--- Input records ---

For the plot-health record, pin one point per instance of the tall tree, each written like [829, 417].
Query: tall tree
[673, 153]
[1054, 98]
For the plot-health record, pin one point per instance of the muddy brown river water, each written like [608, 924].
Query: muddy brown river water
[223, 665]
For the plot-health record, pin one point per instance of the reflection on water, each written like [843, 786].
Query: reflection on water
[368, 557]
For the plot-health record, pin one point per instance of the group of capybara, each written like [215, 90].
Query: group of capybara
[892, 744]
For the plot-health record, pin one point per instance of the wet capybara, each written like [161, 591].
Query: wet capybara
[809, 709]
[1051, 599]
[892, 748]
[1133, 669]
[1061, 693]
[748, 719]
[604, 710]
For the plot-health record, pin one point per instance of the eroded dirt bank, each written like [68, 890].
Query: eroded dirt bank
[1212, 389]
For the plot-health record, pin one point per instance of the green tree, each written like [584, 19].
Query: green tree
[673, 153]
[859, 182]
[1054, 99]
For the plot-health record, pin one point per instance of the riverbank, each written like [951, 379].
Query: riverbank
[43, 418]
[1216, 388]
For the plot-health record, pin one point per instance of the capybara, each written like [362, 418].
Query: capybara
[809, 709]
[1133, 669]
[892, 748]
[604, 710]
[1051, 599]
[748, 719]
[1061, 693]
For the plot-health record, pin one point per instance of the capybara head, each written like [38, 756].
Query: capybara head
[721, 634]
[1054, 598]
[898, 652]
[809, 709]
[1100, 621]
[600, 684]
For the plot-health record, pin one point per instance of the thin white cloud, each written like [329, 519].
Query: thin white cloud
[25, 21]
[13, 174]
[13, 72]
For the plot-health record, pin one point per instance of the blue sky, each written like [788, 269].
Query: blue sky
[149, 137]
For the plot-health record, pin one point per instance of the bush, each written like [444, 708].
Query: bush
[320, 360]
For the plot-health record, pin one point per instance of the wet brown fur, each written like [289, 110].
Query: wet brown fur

---

### Set exercise
Retype every line above without changing a single character.

### Completed exercise
For the plot-health record, pin one point per instance of the tall tree, each written like [829, 417].
Query: tall tree
[673, 153]
[1054, 98]
For the plot-health record, pin one point per instance of the muddy brown river water, each written like [608, 924].
Query: muddy brown river water
[223, 665]
For the plot-health record, pin one point per instance of the reflection on water, each written like [843, 786].
Query: reflection on water
[368, 557]
For the plot-health record, pin one point per instance of the group of capybara, each written like [215, 90].
Query: group of capybara
[892, 744]
For the plot-health record, pin one point per instance of the wet capybara, each written like [161, 591].
Query: wet capybara
[809, 709]
[1051, 599]
[892, 748]
[1133, 669]
[1061, 693]
[748, 719]
[604, 710]
For the plot-health record, pin one point per instance of the eroded dirt bank, each written like [68, 890].
Query: eroded dirt bank
[1212, 389]
For the plot-health record, pin one point per instance of the green tree, each written like [584, 19].
Query: green tree
[673, 153]
[859, 182]
[1054, 99]
For the plot-health record, pin one point per instance of the riverbank, each written like [951, 379].
Query: riverbank
[43, 418]
[1216, 388]
For the plot-health record, pin one point per instance of the capybara, each written like [362, 418].
Query: capybara
[809, 709]
[1133, 669]
[892, 748]
[604, 710]
[1051, 599]
[748, 719]
[1061, 693]
For the plot-health record, pin one point per instance of the capybara head, each written like [38, 756].
Query: capybara head
[721, 634]
[1054, 598]
[898, 652]
[809, 709]
[1100, 621]
[600, 684]
For the plot-health record, pin one point per instance of the thin white cloud, each written like [329, 519].
Query: thin white cloud
[25, 21]
[13, 174]
[13, 72]
For the plot-health record, pin one point per instance of the blue sky, each written like [788, 269].
Query: blue sky
[149, 137]
For the plot-health record, pin one point per instance of the bush, each written like [444, 708].
Query: bush
[320, 360]
For the plot-health record, pin one point per instance of the wet brown fur, each written like [289, 110].
Query: wet brown fur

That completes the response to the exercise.